■ Exercise requirements
Reproduce the rows below with every occurrence of "dead brown spot on leaf" replaced by "brown lesion on leaf", keeping all other text the same. Omit the pictures from your reproduction.

■ Records for this exercise
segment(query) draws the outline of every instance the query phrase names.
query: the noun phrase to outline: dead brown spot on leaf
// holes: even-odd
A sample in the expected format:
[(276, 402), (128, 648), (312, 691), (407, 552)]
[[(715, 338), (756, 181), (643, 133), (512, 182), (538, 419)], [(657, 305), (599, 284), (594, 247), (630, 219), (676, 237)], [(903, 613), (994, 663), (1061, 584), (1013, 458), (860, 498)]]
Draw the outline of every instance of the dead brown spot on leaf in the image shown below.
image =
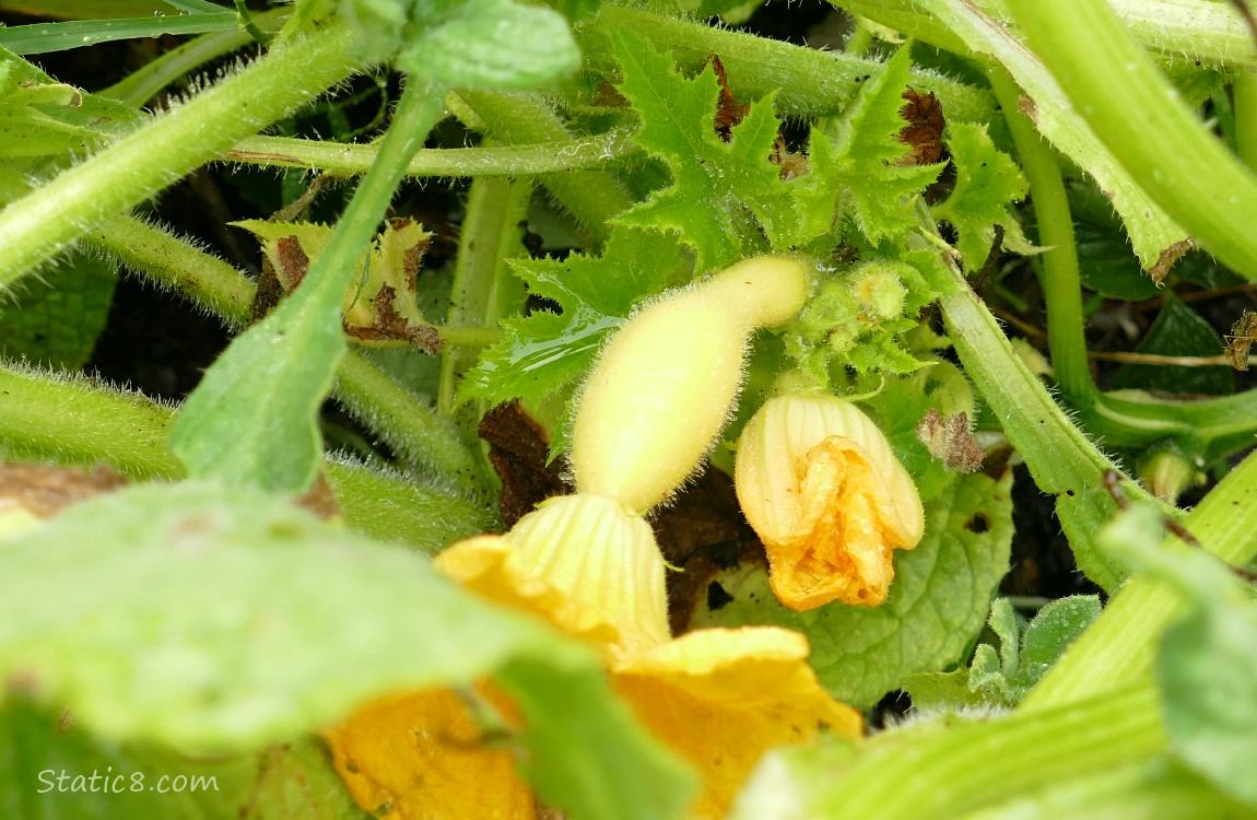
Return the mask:
[(0, 509), (20, 507), (38, 518), (123, 487), (127, 479), (113, 468), (91, 472), (73, 467), (0, 463)]
[(1227, 361), (1236, 370), (1248, 370), (1248, 350), (1257, 342), (1257, 313), (1244, 311), (1227, 336)]
[(1165, 278), (1165, 274), (1168, 274), (1170, 268), (1174, 267), (1174, 263), (1187, 255), (1187, 252), (1192, 250), (1194, 244), (1195, 243), (1192, 241), (1192, 238), (1188, 236), (1183, 241), (1177, 241), (1163, 250), (1161, 255), (1158, 257), (1156, 263), (1148, 269), (1148, 275), (1153, 278), (1153, 282), (1160, 284), (1161, 279)]
[(906, 119), (908, 125), (900, 128), (896, 138), (910, 151), (900, 157), (899, 165), (938, 162), (943, 155), (943, 128), (947, 127), (943, 103), (934, 92), (923, 94), (911, 88), (904, 91), (904, 99), (906, 102), (899, 109), (899, 116)]
[(572, 492), (558, 464), (546, 463), (549, 457), (546, 430), (528, 418), (518, 401), (500, 404), (484, 414), (476, 431), (489, 443), (489, 463), (502, 479), (498, 508), (508, 528), (547, 498)]
[(710, 602), (716, 572), (743, 563), (768, 563), (763, 545), (742, 516), (733, 482), (720, 470), (708, 468), (654, 518), (651, 526), (664, 560), (681, 570), (665, 576), (667, 621), (674, 635), (689, 629), (699, 604)]
[(781, 166), (781, 179), (792, 180), (808, 172), (807, 156), (793, 153), (786, 146), (786, 137), (777, 135), (773, 141), (773, 152), (768, 155), (768, 161)]
[(310, 258), (305, 255), (297, 236), (282, 236), (275, 243), (275, 257), (279, 259), (279, 270), (275, 270), (275, 275), (279, 277), (284, 291), (292, 293), (309, 272)]
[(984, 454), (969, 433), (968, 414), (944, 418), (935, 407), (930, 407), (916, 425), (916, 438), (949, 470), (973, 473), (982, 469)]
[(720, 83), (720, 97), (715, 103), (715, 121), (713, 125), (720, 138), (729, 142), (733, 140), (733, 127), (742, 122), (742, 118), (750, 111), (750, 106), (739, 103), (733, 92), (729, 91), (729, 75), (725, 73), (719, 55), (711, 54), (708, 57), (703, 67), (706, 68), (708, 65), (715, 72), (716, 82)]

■ Output below
segment(query) draws the outline of every instance the query phrase names.
query: the noun phrase to outline: brown lesion on leaf
// holes: even-odd
A sample in the expected format:
[(276, 402), (128, 648), (312, 691), (407, 552)]
[[(715, 338), (756, 181), (643, 133), (512, 182), (538, 419)], [(657, 305), (599, 284), (594, 247), (630, 219), (676, 237)], [(903, 613), (994, 663), (1061, 584), (1013, 458), (860, 498)]]
Draw the outline of every instance of the brown lesion on leaf in the image shown below.
image =
Return the mask:
[(0, 509), (20, 507), (38, 518), (123, 487), (127, 479), (113, 468), (91, 472), (73, 467), (0, 463)]
[(1227, 361), (1236, 370), (1248, 370), (1248, 350), (1257, 342), (1257, 313), (1244, 311), (1227, 336)]
[(1165, 278), (1165, 274), (1168, 274), (1170, 268), (1174, 267), (1174, 263), (1187, 255), (1187, 252), (1192, 250), (1194, 244), (1195, 243), (1192, 241), (1192, 238), (1188, 236), (1183, 241), (1177, 241), (1163, 250), (1161, 255), (1158, 257), (1156, 263), (1148, 269), (1148, 275), (1153, 278), (1153, 282), (1160, 284), (1161, 279)]
[(906, 119), (908, 125), (900, 128), (896, 138), (910, 151), (900, 157), (899, 165), (938, 162), (943, 155), (943, 128), (947, 127), (943, 103), (934, 92), (923, 94), (911, 88), (904, 91), (904, 99), (906, 102), (899, 109), (899, 116)]
[(572, 492), (558, 464), (546, 463), (549, 457), (546, 430), (528, 418), (518, 401), (500, 404), (484, 414), (476, 431), (489, 443), (489, 463), (502, 479), (498, 508), (508, 528), (547, 498)]
[(710, 602), (716, 572), (743, 563), (768, 563), (763, 545), (742, 516), (733, 482), (720, 470), (708, 468), (654, 518), (651, 526), (664, 560), (681, 570), (665, 576), (667, 621), (674, 635), (689, 629), (699, 604)]
[(781, 166), (781, 179), (792, 180), (808, 172), (807, 156), (793, 153), (786, 146), (786, 137), (777, 135), (773, 141), (773, 152), (768, 155), (768, 161)]
[(310, 258), (305, 255), (297, 236), (282, 236), (275, 243), (275, 257), (279, 259), (279, 270), (275, 270), (275, 275), (279, 277), (284, 291), (292, 293), (309, 272)]
[(984, 454), (969, 433), (968, 414), (944, 418), (935, 407), (930, 407), (916, 425), (916, 438), (949, 470), (973, 473), (982, 469)]
[(720, 83), (720, 97), (715, 103), (715, 121), (713, 125), (720, 138), (729, 142), (733, 140), (733, 127), (742, 122), (742, 118), (750, 111), (750, 106), (739, 103), (733, 92), (729, 91), (729, 75), (725, 73), (719, 55), (711, 54), (708, 57), (703, 67), (706, 68), (708, 65), (715, 72), (716, 82)]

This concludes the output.